DO THIS: Write out exactly the lines from the one containing "Query: water bottle" through the last line of the records below, including both.
___ DATA SECTION
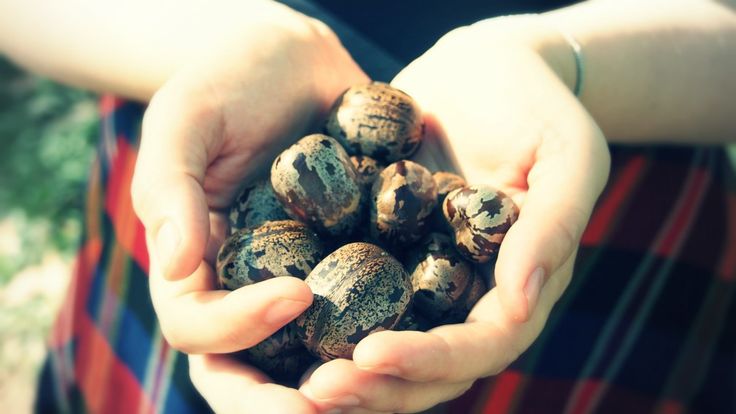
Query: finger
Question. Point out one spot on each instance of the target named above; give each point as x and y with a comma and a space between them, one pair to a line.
484, 345
231, 387
195, 318
179, 134
340, 384
568, 175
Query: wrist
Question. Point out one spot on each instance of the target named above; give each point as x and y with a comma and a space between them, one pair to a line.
541, 36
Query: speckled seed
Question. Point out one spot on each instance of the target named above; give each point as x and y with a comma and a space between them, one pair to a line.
439, 276
480, 217
376, 120
276, 248
359, 289
282, 356
256, 205
446, 182
403, 196
367, 168
318, 185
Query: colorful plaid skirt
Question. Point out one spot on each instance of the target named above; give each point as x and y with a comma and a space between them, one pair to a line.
648, 324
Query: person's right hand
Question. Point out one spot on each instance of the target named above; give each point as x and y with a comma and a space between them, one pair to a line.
216, 123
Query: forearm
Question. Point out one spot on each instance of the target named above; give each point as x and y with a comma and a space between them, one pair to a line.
655, 70
126, 47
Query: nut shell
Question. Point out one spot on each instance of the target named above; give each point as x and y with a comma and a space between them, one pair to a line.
318, 185
367, 168
402, 198
276, 248
376, 120
440, 277
480, 217
282, 356
359, 289
256, 205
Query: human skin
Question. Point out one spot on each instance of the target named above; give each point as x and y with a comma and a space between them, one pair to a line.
496, 94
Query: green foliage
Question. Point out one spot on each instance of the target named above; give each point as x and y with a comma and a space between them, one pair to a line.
47, 134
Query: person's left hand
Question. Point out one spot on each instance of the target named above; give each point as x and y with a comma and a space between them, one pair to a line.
513, 124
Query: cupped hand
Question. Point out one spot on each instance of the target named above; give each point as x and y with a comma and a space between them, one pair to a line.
511, 122
218, 122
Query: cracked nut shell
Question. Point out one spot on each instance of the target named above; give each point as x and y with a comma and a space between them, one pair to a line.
276, 248
402, 198
359, 289
480, 217
318, 185
440, 277
256, 205
376, 120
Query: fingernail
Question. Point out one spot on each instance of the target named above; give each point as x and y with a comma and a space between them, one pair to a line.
348, 400
533, 288
283, 311
382, 369
344, 401
167, 240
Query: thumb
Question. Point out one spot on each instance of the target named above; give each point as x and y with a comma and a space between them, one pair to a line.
563, 185
167, 188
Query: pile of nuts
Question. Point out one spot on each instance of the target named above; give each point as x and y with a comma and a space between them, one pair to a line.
382, 242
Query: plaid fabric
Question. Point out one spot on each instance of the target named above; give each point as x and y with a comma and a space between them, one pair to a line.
648, 324
107, 354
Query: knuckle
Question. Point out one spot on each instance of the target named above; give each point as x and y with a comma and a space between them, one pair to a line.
175, 340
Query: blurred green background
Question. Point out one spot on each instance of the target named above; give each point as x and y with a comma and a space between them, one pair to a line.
47, 140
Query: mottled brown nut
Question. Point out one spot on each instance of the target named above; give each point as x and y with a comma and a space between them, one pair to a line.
480, 217
282, 356
276, 248
477, 289
440, 277
446, 182
376, 120
318, 185
414, 321
403, 196
367, 168
256, 205
359, 289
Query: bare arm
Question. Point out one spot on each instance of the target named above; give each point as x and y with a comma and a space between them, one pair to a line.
127, 47
656, 69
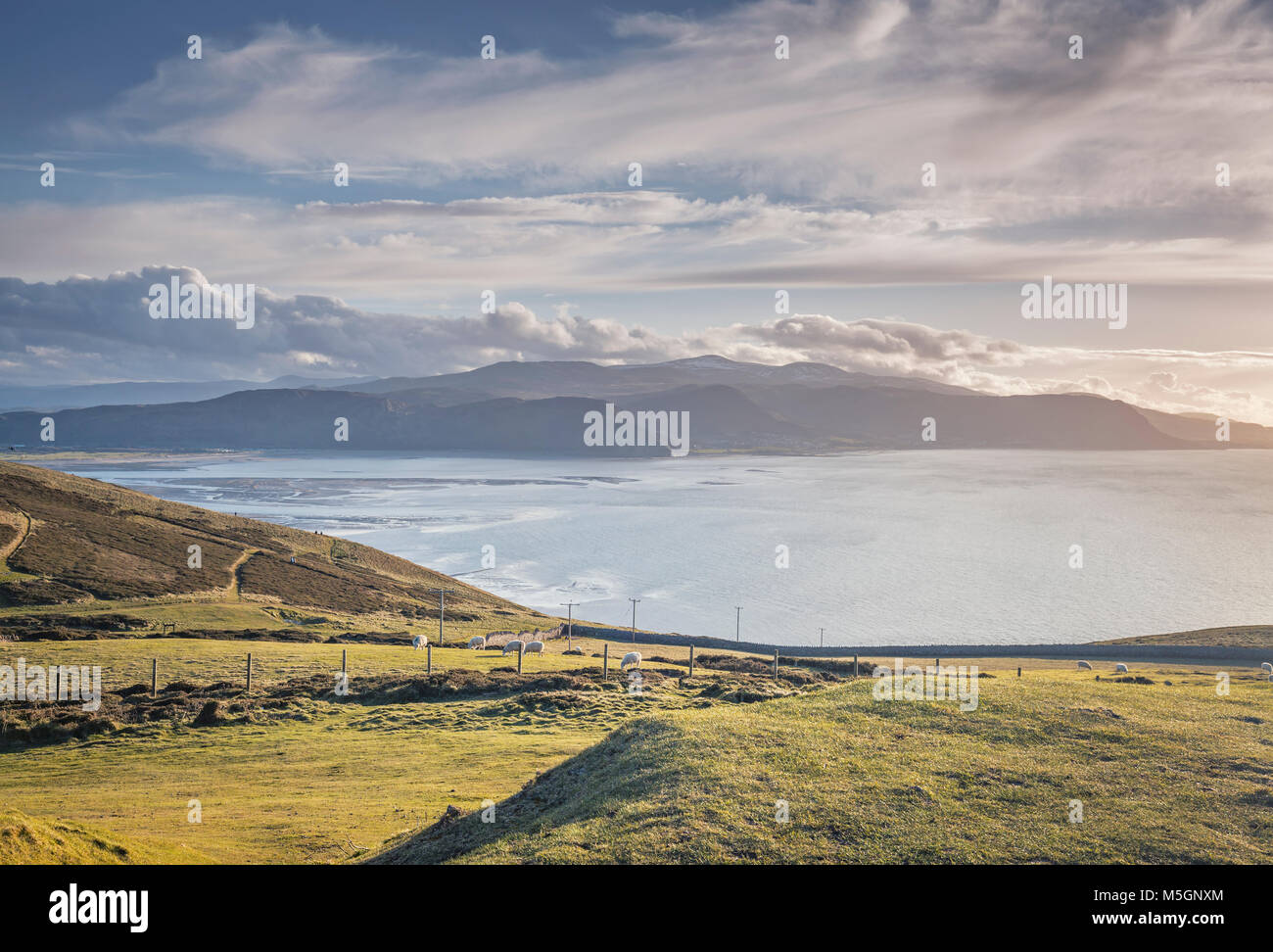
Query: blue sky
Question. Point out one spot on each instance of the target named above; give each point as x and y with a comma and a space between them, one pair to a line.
759, 174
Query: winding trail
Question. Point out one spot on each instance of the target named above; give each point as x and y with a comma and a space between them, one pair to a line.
12, 548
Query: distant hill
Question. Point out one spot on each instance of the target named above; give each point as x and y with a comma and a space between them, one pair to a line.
68, 540
581, 378
55, 398
1202, 428
540, 407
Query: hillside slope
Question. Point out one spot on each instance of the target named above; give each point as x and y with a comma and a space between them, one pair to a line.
33, 840
1166, 773
67, 539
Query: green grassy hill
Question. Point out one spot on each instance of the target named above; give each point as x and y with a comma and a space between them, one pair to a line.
1166, 772
88, 547
30, 840
1234, 637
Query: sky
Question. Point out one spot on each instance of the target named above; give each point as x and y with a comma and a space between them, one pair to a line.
760, 174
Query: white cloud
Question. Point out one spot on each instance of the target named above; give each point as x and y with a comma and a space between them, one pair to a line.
79, 326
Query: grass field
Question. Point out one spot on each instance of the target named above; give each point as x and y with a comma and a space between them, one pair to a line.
1165, 772
319, 785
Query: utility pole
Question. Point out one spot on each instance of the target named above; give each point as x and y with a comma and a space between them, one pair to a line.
569, 621
442, 611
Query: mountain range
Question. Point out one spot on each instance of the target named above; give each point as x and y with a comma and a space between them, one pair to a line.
540, 407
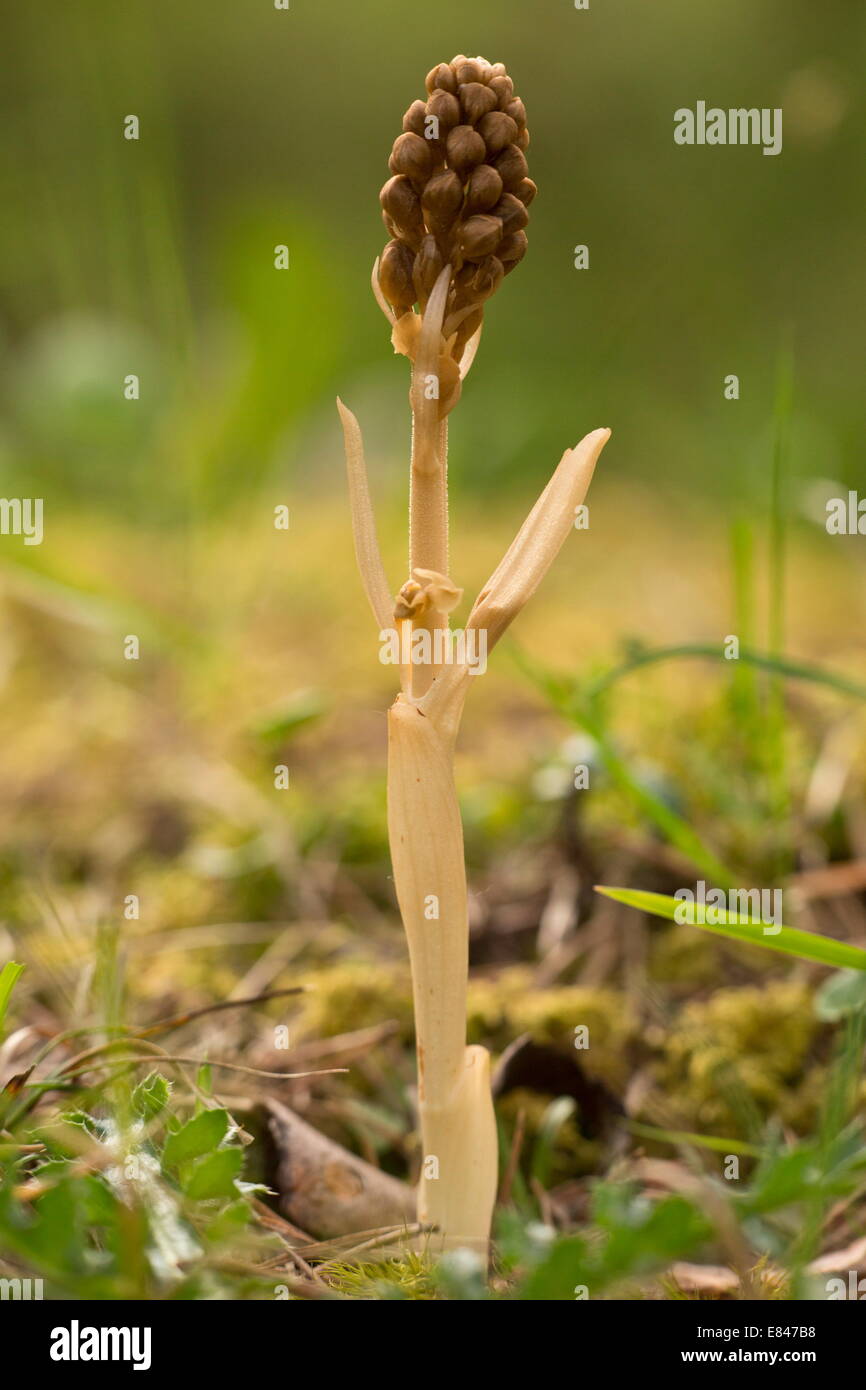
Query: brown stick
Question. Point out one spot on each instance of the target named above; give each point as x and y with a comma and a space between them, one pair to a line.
327, 1190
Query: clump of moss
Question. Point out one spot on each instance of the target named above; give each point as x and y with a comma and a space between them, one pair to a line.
410, 1276
570, 1154
356, 994
740, 1051
502, 1009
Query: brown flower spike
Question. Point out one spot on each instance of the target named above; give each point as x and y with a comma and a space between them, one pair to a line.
458, 196
456, 210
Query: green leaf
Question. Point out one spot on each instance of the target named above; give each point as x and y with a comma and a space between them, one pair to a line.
806, 945
841, 994
214, 1175
556, 1115
292, 715
202, 1134
152, 1096
9, 977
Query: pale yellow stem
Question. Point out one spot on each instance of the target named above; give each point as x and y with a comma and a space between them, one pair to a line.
458, 1182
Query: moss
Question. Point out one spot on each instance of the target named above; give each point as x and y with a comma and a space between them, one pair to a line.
742, 1050
356, 994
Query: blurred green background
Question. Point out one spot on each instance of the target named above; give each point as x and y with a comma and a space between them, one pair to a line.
264, 127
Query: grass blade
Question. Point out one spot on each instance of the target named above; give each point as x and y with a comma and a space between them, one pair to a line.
806, 945
9, 977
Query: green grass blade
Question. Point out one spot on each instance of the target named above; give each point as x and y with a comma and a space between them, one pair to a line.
713, 1141
9, 977
763, 660
806, 945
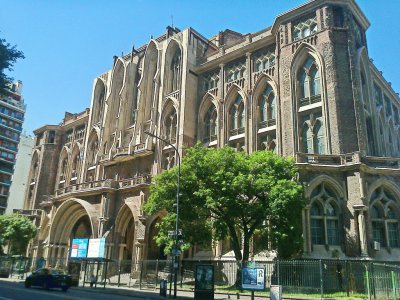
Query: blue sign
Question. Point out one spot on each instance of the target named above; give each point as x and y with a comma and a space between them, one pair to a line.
253, 279
96, 248
79, 248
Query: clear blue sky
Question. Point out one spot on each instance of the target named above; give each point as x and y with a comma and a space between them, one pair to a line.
68, 43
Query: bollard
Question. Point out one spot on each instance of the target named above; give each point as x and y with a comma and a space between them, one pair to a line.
163, 288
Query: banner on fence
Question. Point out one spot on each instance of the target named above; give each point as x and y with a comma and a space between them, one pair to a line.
79, 248
253, 279
96, 248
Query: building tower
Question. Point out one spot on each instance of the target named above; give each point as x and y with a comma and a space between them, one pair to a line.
12, 111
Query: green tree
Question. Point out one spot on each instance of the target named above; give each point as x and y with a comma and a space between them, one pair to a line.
8, 56
225, 194
16, 231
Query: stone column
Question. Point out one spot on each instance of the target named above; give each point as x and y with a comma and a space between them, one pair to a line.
249, 139
221, 111
362, 232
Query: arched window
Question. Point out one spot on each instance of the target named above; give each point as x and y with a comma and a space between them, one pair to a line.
75, 166
305, 28
237, 116
210, 125
267, 108
63, 169
307, 138
170, 127
317, 224
313, 134
384, 218
175, 71
93, 148
309, 82
324, 215
315, 81
319, 140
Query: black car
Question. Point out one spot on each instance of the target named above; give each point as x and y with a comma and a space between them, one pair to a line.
49, 278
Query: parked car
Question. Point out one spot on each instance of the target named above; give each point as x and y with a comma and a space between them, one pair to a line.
5, 266
49, 278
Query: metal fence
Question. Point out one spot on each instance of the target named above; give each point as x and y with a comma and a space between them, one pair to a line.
321, 278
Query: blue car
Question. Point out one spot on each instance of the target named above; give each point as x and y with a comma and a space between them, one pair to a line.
49, 278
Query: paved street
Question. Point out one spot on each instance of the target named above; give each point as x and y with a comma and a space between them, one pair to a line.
17, 291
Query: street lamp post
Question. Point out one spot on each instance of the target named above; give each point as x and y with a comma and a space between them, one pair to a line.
175, 250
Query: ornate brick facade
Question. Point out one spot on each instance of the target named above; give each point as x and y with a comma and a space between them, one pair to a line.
304, 87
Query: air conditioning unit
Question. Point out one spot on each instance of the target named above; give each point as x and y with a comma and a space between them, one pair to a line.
376, 246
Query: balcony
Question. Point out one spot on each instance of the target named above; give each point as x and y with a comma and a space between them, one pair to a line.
6, 170
213, 91
9, 137
5, 181
267, 123
9, 148
86, 188
348, 159
140, 180
239, 82
27, 212
209, 139
381, 162
236, 131
324, 159
309, 100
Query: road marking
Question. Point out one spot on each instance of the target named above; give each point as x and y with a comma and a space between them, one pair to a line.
38, 291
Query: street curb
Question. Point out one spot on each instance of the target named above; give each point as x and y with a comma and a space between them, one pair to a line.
126, 292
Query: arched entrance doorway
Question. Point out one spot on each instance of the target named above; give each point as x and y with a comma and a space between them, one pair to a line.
75, 218
125, 234
153, 250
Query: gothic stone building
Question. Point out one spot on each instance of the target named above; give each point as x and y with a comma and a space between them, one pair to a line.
304, 87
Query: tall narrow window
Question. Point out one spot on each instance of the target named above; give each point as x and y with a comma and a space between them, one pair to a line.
175, 71
315, 81
384, 218
324, 216
309, 83
319, 138
317, 228
237, 116
267, 107
307, 139
170, 127
210, 125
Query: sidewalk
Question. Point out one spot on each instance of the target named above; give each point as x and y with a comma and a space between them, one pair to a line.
150, 294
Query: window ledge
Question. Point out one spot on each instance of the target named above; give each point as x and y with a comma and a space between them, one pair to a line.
310, 106
236, 137
265, 129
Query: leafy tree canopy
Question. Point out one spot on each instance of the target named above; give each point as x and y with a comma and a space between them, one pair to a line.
228, 194
8, 56
16, 231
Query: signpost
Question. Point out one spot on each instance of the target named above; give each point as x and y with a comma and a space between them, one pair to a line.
253, 279
79, 248
204, 282
96, 248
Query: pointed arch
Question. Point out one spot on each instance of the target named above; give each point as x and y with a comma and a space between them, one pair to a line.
208, 119
169, 121
173, 66
99, 96
331, 182
76, 158
148, 80
66, 216
63, 164
93, 146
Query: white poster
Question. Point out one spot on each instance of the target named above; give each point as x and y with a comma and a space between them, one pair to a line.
96, 248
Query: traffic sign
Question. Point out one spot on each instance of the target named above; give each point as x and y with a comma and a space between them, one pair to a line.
173, 232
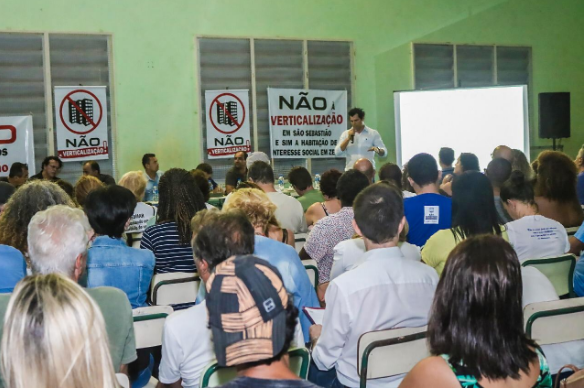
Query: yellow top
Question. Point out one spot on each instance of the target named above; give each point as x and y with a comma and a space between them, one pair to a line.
439, 246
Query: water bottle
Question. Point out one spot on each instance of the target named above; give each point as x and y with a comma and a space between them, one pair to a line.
155, 194
317, 182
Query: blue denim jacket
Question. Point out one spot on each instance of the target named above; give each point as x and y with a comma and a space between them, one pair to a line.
110, 262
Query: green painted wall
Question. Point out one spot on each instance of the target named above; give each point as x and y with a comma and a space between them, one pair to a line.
155, 61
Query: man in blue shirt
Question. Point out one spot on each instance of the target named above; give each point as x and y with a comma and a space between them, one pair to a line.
152, 175
429, 211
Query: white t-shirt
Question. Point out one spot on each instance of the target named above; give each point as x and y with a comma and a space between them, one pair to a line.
______
WRITTEN RESPONSE:
Query: water bottle
Question. Point out one spot on each instance of the target named above; give each point as x and y with a comma and a space between them, one pair to a line.
155, 194
317, 182
Query: blue denim jacket
Question. Point out one spot on each instance of the target named above; give each point as x and y with a comma and a space between them, one pair to a line.
110, 262
Query: green painted wall
Question. Point out one spot on each instance of the target named above; give each point as x and y with a comma and a space between them, one pair to a line.
155, 61
Query: man in blue shirt
Question. Point out one spot on each instance of the target named above; give each point as x and y with a comma and a space between them, one pair to a line.
152, 175
429, 211
Query: white t-shirt
Question. Point out one spot on each instance of the target named above; give each point as x and y with a comma and a space between them, one pair to a line.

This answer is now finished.